*Travail demandé*
• a. Résumez l'extrait en deux phrases.
• b. Répondez aux questions suivantes d'après l'extrait.
(i) Quelle est la nationalité du réalisateur Brillante Mendoza ?
(ii) Quelle est la durée approximative d'« Agora » ?
(iii) De quelle couleur est le fourreau que porte Rachel Weisz ?

La journée démarre tardivement par le business des invit, on a franchi un palier avec la nouveauté du jour, n'hésitant pas à changer le règlement en cours de route, l'administration du festival a décidé que les détenteurs de Pass cinéphiles ne peuvent plus entrer avec les invitations marron compatibles en principe avec tous les Pass, ils sont désormais considérés comme nuls pour l'entrée au Palais* et il faut donc trouver des invit bleus comme pour les spectateurs non accrédités... Sympa pour les cinéphiles, juridiquement contestable, le rêve cannois.. Donc, arrivée une bonne heure et demi avant la projection de "Kinatay" du réalisateur philippin Brillante Mendoza, que personnellement j'apprécie mais dont je sais qu'aussitôt entrés, les festivaliers vont sortir de la salle car ce n'est pas un cinéma qui les amuse, ça n'est pas si facile de repêcher un ticket bleu, au final, j'en ai deux mais je ne peux pas offrir le second, pourquoi? Parce que c'est ma monnaie d'échange pour un autre billet, une autre projection, je voulais "L'Armée du crime" de Guédiguian, je décroche "Agora" d'Aménabar, peplum fleuve de presque trois heures avec la magnifique Rachel Weisz, épouse de Darren Aronosky à la ville.. Qu'elle est belle en montant les marches avec l'équipe d'"Agora" à 22h30 dans son fourreau strict émeraude avec pochette et talons argentés, une diva naturelle, un cas très rare, certaines actrices minaudantes pourraient en prendre de la graine...
*(sauf aux séances de 15h/22h/minuit et seulement en attente pour l'accès de dernière minute)

*Données fournies*
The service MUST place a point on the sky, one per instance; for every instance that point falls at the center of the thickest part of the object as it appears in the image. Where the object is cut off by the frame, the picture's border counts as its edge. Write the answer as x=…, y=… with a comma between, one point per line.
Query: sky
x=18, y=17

*Corrigé*
• a. L'administration du festival a changé le règlement en cours de route : les détenteurs de Pass cinéphiles ne peuvent plus entrer au Palais avec les invitations marron et doivent trouver des invitations bleues, comme les spectateurs non accrédités. Deux tickets bleus sont obtenus pour « Kinatay » de Brillante Mendoza, et le second sert de monnaie d'échange pour décrocher « Agora » d'Aménabar, dont l'actrice Rachel Weisz monte les marches à 22h30.

• b.
(i) Il est philippin.
(ii) Presque trois heures.
(iii) Émeraude.